*Work to be completed*
Output the full listing below exactly; the images stay out.

*Records shown*
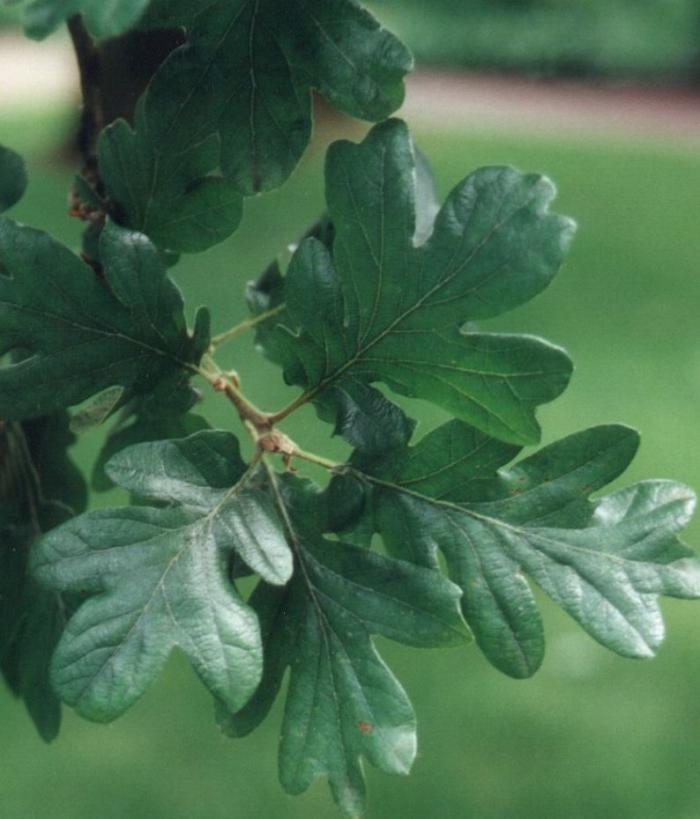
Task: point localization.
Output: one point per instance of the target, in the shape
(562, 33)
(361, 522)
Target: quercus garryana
(380, 299)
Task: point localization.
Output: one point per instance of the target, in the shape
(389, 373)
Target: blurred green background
(651, 40)
(591, 735)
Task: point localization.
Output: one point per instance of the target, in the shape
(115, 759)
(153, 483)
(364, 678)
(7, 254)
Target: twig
(92, 118)
(244, 326)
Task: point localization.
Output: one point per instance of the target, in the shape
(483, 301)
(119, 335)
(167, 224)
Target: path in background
(452, 100)
(42, 73)
(36, 74)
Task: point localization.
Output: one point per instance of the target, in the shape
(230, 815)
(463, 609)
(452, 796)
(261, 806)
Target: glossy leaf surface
(159, 576)
(343, 702)
(381, 308)
(39, 487)
(80, 334)
(605, 562)
(235, 102)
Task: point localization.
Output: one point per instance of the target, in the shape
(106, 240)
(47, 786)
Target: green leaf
(104, 19)
(142, 426)
(177, 199)
(13, 178)
(82, 335)
(381, 308)
(39, 487)
(159, 576)
(237, 99)
(343, 702)
(605, 562)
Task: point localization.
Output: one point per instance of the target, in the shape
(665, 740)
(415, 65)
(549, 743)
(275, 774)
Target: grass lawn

*Written answer*
Task: point localization.
Output: one point per instance of the target, in the shape
(562, 33)
(361, 522)
Target: quercus garryana
(380, 299)
Task: point localization.
Output: one point per instance of the target, in the shape
(389, 373)
Target: blurred green background
(651, 40)
(591, 735)
Task: point localization.
Output: one point per instance of the target, in the shape
(115, 759)
(153, 483)
(364, 678)
(7, 254)
Target: twig
(92, 118)
(244, 326)
Task: point localization.
Output: one point per instance of the target, in the shape
(483, 301)
(119, 335)
(167, 224)
Target: path in background
(452, 100)
(42, 73)
(36, 74)
Task: point localization.
Output: one point per instance of the target, in the shape
(230, 815)
(463, 609)
(452, 796)
(261, 806)
Target: glossy leaf surface
(159, 576)
(343, 702)
(381, 308)
(39, 487)
(80, 334)
(605, 562)
(235, 102)
Task: point localization.
Output: one point per instance of the target, in the shape
(106, 240)
(47, 786)
Target: green leaf
(104, 19)
(142, 426)
(177, 199)
(13, 178)
(82, 335)
(381, 308)
(39, 487)
(159, 576)
(237, 99)
(343, 702)
(605, 562)
Task: point localization.
Output: one point per instance of the target, in the shape
(665, 740)
(415, 65)
(549, 743)
(275, 774)
Target: grass lawn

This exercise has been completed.